* **EXERCISE PROMPT**
Copy out the entries below word for word, only the stretch from the line containing "query | concrete step" through the end of the entries.

(Records from a collection)
*****

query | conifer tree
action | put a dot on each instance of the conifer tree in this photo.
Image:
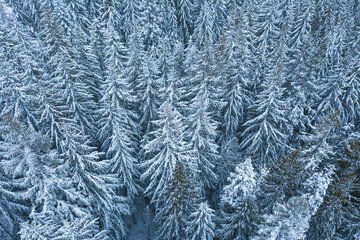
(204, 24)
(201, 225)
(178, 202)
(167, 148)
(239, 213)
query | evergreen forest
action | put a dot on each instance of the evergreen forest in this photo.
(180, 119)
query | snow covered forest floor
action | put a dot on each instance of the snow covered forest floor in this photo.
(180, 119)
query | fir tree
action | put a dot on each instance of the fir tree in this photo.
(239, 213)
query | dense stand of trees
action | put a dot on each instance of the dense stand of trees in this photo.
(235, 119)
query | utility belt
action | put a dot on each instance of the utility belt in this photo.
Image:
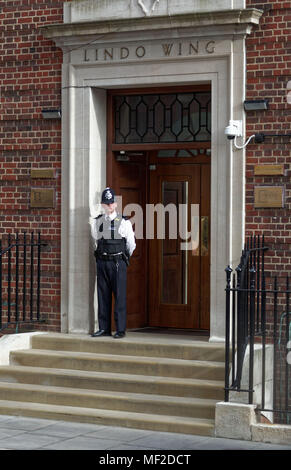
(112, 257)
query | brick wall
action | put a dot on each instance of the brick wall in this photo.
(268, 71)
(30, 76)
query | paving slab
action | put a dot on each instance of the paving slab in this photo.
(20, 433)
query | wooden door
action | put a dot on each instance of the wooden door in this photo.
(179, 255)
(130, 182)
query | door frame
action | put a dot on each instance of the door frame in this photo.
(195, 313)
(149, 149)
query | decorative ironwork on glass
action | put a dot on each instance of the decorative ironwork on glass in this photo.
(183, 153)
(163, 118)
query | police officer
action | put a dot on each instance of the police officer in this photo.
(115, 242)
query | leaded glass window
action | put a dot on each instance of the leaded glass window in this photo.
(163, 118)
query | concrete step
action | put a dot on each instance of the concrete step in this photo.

*****

* **EXERCISE SOLUTION**
query | concrete step
action | put a dot on each instance of the concrete step in this photo.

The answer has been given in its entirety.